(Arbeitsauftrag A):
Beantworten Sie anhand des Textauszugs über den Treppenabriss in Kassel die folgenden Fragen:
(i) Was wird den drei Kommunalpolitikern vorgeworfen?
(ii) Welchen Beruf hat Gustav Lange?
(iii) In welchem Jahr gestaltete er die Treppe samt Platz?
(Arbeitsauftrag B):
Schreiben Sie aus dem Textauszug den Abschnitt von „Was war geschehen?“ bis „entfernt werden durfte.“ wortgetreu ab.
(Arbeitsauftrag C):
Nennen Sie alle Personen, die im Textauszug mit vollem Namen genannt werden.

(Ausgewählter Textauszug):
· · · ·

Kassel (ddp). Oberbürgermeister Georg Lewandowski (CDU), Bürgermeister und Ordnungsdezernent Ingo Groß (SPD) und Stadtbaurat Bernd Streitberger (CDU) sind der Veruntreuung von städtischem Vermögen angeklagt. Bei einer Verurteilung könnten sie schlimmstenfalls ins Gefängnis wandern.

Was war geschehen? Die drei Kommunalpolitiker hatten den Abriss der Treppe veranlasst, obwohl dem juristische Entscheidungen entgegenstanden. Vorausgegangen war ein jahrelanger Streit mit dem Hamburger Landschaftsplaner Gustav Lange, der die Treppe samt Platz 1992 als «Symbol für Demokratie» gestaltet hatte. Bei dem Streit ging es um die Frage, ob das bei vielen Kasselern unbeliebte und im Laufe der Zeit mehr und mehr verschmutzte große Holzbauwerk in der Stadtmitte gegen den Willen seines Urhebers entfernt werden durfte.

· · · ·

(Vorliegendes Material):

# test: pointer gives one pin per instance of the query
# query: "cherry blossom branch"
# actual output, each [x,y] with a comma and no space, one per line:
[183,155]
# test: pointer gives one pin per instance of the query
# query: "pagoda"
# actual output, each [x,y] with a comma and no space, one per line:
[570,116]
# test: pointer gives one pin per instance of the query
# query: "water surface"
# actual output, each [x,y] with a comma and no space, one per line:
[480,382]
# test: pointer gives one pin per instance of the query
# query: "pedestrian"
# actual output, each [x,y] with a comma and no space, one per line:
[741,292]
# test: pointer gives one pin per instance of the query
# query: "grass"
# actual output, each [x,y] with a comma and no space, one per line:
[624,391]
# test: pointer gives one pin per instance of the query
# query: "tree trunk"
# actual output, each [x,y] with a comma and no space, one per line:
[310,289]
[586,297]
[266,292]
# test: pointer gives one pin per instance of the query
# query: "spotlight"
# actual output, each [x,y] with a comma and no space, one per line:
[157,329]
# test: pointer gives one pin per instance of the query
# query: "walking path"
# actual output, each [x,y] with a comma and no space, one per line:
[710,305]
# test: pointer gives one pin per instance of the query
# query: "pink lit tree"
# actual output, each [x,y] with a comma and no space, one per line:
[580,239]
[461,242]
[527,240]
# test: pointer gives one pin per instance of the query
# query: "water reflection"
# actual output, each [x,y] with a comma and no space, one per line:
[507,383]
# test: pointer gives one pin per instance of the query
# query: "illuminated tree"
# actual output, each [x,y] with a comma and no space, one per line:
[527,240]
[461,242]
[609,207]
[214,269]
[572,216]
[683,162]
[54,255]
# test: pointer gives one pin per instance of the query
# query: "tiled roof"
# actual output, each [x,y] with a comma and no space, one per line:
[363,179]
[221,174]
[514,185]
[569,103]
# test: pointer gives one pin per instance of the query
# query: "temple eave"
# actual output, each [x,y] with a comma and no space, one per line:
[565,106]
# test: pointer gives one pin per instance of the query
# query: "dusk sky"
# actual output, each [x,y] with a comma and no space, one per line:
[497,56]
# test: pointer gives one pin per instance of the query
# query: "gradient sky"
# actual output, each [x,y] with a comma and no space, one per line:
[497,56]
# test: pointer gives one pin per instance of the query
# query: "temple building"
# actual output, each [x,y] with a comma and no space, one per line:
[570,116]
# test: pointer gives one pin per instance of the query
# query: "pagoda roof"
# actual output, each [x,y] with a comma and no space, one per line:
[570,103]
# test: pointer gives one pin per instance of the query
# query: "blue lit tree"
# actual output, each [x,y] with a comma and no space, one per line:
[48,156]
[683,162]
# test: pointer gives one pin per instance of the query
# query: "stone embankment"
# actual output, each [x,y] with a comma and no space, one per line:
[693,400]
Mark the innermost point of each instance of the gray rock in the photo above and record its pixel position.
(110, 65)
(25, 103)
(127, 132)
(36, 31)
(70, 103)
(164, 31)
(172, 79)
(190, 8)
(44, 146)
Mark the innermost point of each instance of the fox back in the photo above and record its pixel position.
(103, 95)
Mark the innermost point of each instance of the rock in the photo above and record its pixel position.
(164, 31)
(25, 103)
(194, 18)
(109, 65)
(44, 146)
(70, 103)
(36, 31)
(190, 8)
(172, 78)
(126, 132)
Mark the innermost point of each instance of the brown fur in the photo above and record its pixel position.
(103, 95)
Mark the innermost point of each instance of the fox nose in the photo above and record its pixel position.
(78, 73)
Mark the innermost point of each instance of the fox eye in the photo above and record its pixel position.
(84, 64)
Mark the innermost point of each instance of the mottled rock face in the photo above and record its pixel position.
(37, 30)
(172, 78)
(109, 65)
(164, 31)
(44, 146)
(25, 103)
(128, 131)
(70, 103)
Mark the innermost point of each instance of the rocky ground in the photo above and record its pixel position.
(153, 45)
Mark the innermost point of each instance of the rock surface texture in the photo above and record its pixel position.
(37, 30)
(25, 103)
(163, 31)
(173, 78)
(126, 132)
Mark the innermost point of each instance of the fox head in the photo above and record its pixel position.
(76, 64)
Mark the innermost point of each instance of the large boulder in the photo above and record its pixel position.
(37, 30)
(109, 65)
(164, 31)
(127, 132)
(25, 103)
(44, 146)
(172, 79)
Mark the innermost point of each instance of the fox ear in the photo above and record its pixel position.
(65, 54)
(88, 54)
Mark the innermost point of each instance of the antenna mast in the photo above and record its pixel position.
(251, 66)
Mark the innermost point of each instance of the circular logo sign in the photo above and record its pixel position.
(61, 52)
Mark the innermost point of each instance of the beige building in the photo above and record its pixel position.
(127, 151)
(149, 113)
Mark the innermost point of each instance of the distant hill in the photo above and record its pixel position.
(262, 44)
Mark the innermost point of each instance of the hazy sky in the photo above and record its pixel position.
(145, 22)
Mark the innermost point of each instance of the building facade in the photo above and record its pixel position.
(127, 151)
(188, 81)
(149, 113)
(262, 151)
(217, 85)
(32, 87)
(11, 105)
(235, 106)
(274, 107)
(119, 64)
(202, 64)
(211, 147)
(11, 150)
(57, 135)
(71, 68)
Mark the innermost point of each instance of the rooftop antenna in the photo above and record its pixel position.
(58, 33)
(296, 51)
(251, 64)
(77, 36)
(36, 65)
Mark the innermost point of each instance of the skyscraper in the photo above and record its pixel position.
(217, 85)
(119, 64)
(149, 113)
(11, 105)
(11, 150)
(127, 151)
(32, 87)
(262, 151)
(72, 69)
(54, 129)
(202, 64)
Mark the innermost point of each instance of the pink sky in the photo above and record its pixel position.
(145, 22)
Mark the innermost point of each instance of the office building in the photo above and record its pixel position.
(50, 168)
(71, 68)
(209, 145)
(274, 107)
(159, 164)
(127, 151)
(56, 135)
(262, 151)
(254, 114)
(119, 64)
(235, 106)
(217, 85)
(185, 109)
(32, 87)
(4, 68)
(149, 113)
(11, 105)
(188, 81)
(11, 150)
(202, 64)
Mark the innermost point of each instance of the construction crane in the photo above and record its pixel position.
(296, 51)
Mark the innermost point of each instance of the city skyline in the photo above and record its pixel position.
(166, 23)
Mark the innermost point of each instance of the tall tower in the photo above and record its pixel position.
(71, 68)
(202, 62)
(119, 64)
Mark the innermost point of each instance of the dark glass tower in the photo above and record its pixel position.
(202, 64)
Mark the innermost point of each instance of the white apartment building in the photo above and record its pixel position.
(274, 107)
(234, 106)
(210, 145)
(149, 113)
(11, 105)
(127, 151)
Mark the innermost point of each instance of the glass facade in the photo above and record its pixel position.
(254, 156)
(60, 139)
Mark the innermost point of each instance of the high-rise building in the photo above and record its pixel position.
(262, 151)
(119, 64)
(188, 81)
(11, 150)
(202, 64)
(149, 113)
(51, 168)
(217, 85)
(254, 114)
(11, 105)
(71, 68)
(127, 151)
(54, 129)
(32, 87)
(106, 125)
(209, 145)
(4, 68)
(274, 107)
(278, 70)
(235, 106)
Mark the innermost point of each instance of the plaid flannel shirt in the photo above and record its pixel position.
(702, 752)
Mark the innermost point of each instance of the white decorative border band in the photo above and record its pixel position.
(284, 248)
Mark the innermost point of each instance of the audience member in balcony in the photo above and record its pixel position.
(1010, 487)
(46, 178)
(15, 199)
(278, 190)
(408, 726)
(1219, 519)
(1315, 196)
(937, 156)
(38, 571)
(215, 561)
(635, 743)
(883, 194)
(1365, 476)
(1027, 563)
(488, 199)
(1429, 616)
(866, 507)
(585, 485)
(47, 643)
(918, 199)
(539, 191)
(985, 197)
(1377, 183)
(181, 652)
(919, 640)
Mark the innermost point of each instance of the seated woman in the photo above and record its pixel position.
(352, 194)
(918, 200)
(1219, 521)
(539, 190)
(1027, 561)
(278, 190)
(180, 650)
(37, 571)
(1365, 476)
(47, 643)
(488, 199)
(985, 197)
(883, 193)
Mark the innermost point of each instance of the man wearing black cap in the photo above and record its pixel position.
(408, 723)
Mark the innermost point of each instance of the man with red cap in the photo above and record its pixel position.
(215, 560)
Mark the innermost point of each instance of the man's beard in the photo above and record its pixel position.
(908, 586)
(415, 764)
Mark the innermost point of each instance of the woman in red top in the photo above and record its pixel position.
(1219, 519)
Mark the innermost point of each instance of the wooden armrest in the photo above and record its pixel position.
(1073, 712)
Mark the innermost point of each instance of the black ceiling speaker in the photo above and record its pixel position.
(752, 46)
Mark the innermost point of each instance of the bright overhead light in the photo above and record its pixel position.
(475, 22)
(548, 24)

· · · ·

(Schriftliche Antwort A):
(i) Die Veruntreuung von städtischem Vermögen.
(ii) Er ist Landschaftsplaner.
(iii) 1992.

(Schriftliche Antwort B):
Was war geschehen? Die drei Kommunalpolitiker hatten den Abriss der Treppe veranlasst, obwohl dem juristische Entscheidungen entgegenstanden. Vorausgegangen war ein jahrelanger Streit mit dem Hamburger Landschaftsplaner Gustav Lange, der die Treppe samt Platz 1992 als «Symbol für Demokratie» gestaltet hatte. Bei dem Streit ging es um die Frage, ob das bei vielen Kasselern unbeliebte und im Laufe der Zeit mehr und mehr verschmutzte große Holzbauwerk in der Stadtmitte gegen den Willen seines Urhebers entfernt werden durfte.

(Schriftliche Antwort C):
Georg Lewandowski, Ingo Groß, Bernd Streitberger, Gustav Lange